<<<<
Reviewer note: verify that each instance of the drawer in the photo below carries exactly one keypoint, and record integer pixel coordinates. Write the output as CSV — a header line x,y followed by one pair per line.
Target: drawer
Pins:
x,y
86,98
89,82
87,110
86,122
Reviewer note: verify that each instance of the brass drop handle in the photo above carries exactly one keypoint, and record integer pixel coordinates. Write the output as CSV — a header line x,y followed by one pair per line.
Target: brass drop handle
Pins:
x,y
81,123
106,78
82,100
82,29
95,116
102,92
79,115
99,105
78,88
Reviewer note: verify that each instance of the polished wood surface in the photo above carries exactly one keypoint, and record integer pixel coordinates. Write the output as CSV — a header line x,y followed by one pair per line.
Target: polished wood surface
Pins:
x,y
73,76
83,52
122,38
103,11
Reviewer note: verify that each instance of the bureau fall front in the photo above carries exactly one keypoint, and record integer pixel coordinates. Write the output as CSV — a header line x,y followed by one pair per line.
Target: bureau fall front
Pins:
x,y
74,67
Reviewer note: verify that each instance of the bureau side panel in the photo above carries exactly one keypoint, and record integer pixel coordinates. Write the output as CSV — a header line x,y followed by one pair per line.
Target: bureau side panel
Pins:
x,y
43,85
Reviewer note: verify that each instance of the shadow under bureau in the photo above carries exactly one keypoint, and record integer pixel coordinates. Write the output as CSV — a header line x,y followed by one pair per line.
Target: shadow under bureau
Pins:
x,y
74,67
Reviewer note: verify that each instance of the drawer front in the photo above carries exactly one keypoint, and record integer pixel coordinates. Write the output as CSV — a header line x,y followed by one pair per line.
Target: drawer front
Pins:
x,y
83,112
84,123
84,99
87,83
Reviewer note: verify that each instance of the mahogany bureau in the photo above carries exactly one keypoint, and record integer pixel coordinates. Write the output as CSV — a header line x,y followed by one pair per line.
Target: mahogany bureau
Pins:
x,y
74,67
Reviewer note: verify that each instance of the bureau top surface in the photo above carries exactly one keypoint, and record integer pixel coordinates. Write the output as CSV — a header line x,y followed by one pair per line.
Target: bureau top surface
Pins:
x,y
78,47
>>>>
Requirements. Copy everything from the line containing "Reviewer note: verify that each instance of the bureau top" down to the last of the items, with 114 added to every x and y coordinate in the answers.

Exercise result.
Reviewer note: verify that each instance of the bureau top surface in the photo above carries exactly one keypoint, and record integer pixel coordinates. Write the output as CSV — a header line x,y followed by one pair per line.
Target: bureau top surface
Pins:
x,y
192,161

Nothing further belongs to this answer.